[Data records]
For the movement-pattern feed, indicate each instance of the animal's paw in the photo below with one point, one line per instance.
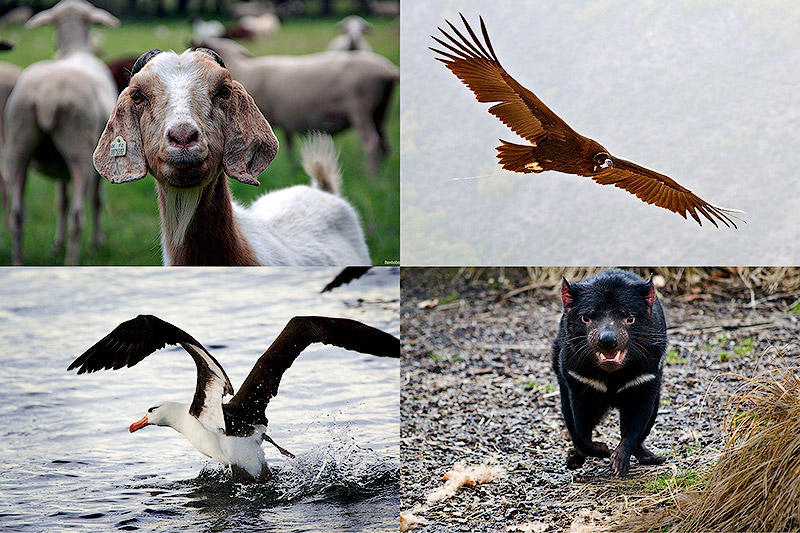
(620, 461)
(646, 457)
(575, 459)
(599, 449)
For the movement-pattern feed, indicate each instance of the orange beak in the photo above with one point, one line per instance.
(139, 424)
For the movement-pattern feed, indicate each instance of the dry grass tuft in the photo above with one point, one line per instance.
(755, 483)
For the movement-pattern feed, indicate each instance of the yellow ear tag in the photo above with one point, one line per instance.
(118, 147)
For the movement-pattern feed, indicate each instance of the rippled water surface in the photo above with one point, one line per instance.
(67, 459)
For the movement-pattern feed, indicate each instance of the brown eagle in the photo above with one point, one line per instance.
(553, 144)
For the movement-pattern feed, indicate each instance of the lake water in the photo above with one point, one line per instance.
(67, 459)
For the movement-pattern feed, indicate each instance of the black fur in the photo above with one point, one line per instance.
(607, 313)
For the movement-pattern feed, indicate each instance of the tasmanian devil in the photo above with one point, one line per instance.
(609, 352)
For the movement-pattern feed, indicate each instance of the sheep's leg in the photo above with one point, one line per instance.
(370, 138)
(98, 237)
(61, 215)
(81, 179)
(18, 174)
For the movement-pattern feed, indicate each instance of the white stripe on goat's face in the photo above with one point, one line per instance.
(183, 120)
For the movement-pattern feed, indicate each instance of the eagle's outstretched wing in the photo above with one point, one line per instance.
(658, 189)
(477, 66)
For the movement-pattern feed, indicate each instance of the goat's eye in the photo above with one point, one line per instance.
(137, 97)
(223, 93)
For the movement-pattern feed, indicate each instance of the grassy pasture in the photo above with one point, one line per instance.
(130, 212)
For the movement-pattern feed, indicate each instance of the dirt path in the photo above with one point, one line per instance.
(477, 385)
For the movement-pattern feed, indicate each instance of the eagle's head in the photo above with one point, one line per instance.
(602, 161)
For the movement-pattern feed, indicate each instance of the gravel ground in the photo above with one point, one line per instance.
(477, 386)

— REQUEST —
Rescale everything from the line containing "the eagle's head" down to the end of the items, rewriting every line, text and points alike. Multiply each point coordinate by 0.4 and round it to a whole number, with halves rounded up.

— WRITTEN REPLY —
For the movement-pattern feed, indicate each instance of the eagle's head in the photo above with one point, one line per instance.
(241, 64)
For the movement-pattern feed, indicate each instance of the gravel ground in the photo above with one point, one line per instance.
(191, 154)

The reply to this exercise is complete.